> [STATED TASK] Copy out every one of the records below word for word, leaving out the pictures.

> [MATERIAL PROVIDED]
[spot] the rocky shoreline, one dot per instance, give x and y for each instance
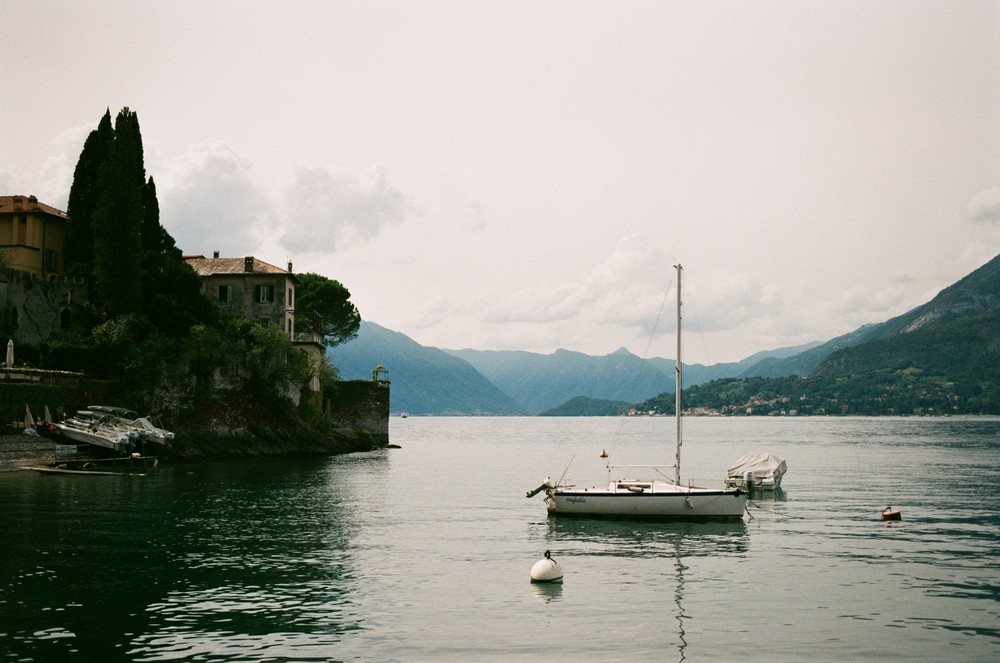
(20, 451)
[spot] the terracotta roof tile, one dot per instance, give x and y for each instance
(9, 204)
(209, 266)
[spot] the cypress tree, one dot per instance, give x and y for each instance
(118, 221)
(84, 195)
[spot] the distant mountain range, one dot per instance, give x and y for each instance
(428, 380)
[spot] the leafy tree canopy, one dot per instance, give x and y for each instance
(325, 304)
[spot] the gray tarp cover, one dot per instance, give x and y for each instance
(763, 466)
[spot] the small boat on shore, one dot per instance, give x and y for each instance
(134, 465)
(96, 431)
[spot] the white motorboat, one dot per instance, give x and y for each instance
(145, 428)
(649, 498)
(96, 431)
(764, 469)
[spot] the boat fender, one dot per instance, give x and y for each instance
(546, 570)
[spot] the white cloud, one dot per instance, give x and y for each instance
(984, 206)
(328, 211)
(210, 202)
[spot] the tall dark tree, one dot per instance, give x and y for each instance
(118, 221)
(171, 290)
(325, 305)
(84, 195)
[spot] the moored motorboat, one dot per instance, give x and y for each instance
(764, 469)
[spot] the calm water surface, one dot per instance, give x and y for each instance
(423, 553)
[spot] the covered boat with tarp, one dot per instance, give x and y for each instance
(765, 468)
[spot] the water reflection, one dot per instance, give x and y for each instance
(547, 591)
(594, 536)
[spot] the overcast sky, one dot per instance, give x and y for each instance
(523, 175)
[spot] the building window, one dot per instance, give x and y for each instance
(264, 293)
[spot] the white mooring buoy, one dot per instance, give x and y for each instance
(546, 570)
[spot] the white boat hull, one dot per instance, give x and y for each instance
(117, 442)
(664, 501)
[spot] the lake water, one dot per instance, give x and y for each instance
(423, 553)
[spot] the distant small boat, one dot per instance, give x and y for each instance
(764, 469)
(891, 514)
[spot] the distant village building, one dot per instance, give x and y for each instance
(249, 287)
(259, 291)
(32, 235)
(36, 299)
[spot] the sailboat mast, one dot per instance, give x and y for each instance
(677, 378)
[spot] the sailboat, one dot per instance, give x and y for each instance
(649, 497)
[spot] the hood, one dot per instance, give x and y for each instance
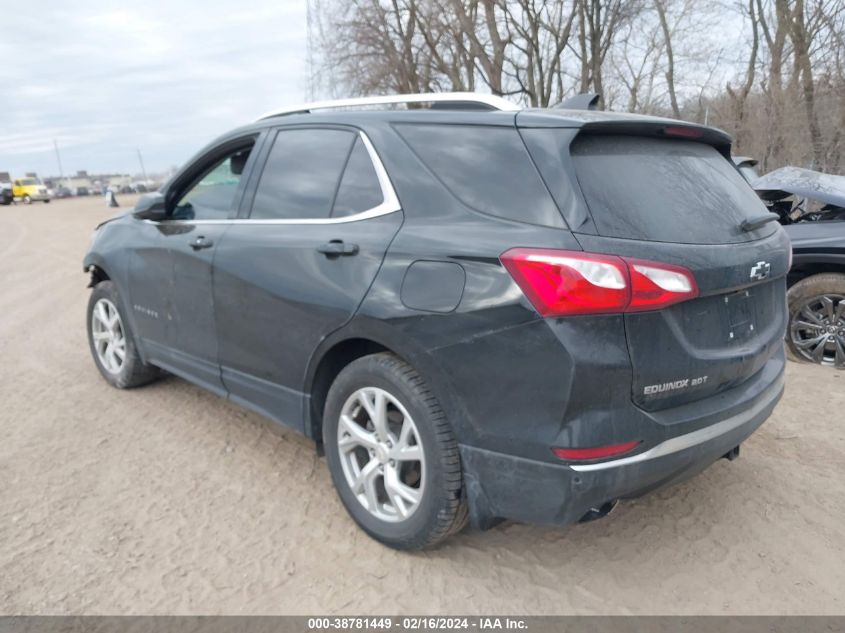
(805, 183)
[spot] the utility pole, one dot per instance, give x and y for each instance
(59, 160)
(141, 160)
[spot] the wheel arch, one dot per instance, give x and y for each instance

> [FULL ANSWER]
[spot] the rocky shoreline, one dot per instance, give x and y for each instance
(20, 451)
[spot] the terracotta roof tile, one dot per instance, give x and y for each instance
(9, 204)
(209, 266)
[spot] the cypress tree, one dot per instance, give x and y for each instance
(118, 221)
(84, 195)
[spot] the distant mountain range, one dot per instance, give x and y for each instance
(428, 380)
[spot] the leafy tree canopy, one dot per instance, give x and y for each instance
(325, 304)
[spot] the gray tarp cover, one dot per instance, give x and y for each instance
(763, 466)
[spot] the small boat on shore, one dot per instance, give x and y for each instance
(134, 465)
(96, 431)
[spot] the white motorboat, one dot per instance, give x and y for each instance
(145, 428)
(649, 498)
(96, 431)
(764, 469)
[spot] the boat fender, one dot per instance, give x and y for each instance
(546, 570)
[spot] the white cloud, one dot per instance, give x and y for each instance
(984, 206)
(328, 211)
(210, 202)
[spot] the tall dark tree, one dot per instance, give x and y for each instance
(118, 221)
(171, 290)
(325, 305)
(84, 195)
[spot] the moored motorboat, one dot per instance, give x and y for each instance
(764, 469)
[spot] the calm water surface, one dot per instance, give x and y for each instance
(423, 553)
[spot] the covered boat with tarp, one dot per instance, give x and y for each instance
(765, 468)
[spot] the water reflection, one dot per instance, give x and y for each instance
(547, 591)
(594, 536)
[spot] the overcast sky, one dot per instance, give x and y for each instance
(523, 175)
[spot] the building window, one dot per instance, give x and y for each instance
(264, 293)
[spot] the white mooring buoy, one dot per instance, give x and y for each instance
(546, 570)
[spot] the white boat hull, one dot per instance, give x and y for each instance
(117, 442)
(664, 501)
[spot] the lake water, one dot per instance, give x and y for each instance
(423, 553)
[spot] the distant small boat, one dot per instance, give x and y for each instance
(764, 469)
(891, 514)
[spot] the distant village building, one dot per instance, give x and y for each instance
(249, 287)
(259, 291)
(32, 235)
(36, 299)
[spot] the sailboat mast, one dot per instance, give x and y for each instance
(677, 378)
[spot] the sailboat, one dot per instance, give x and y for each instance
(649, 497)
[spot] the hood, one dot per instance, give x and y for each instance
(805, 183)
[spot] the utility pole, one dot per instance, give x and y for each instance
(59, 160)
(141, 160)
[spot] the wheel arch, one dot per instance, give x and y for each instance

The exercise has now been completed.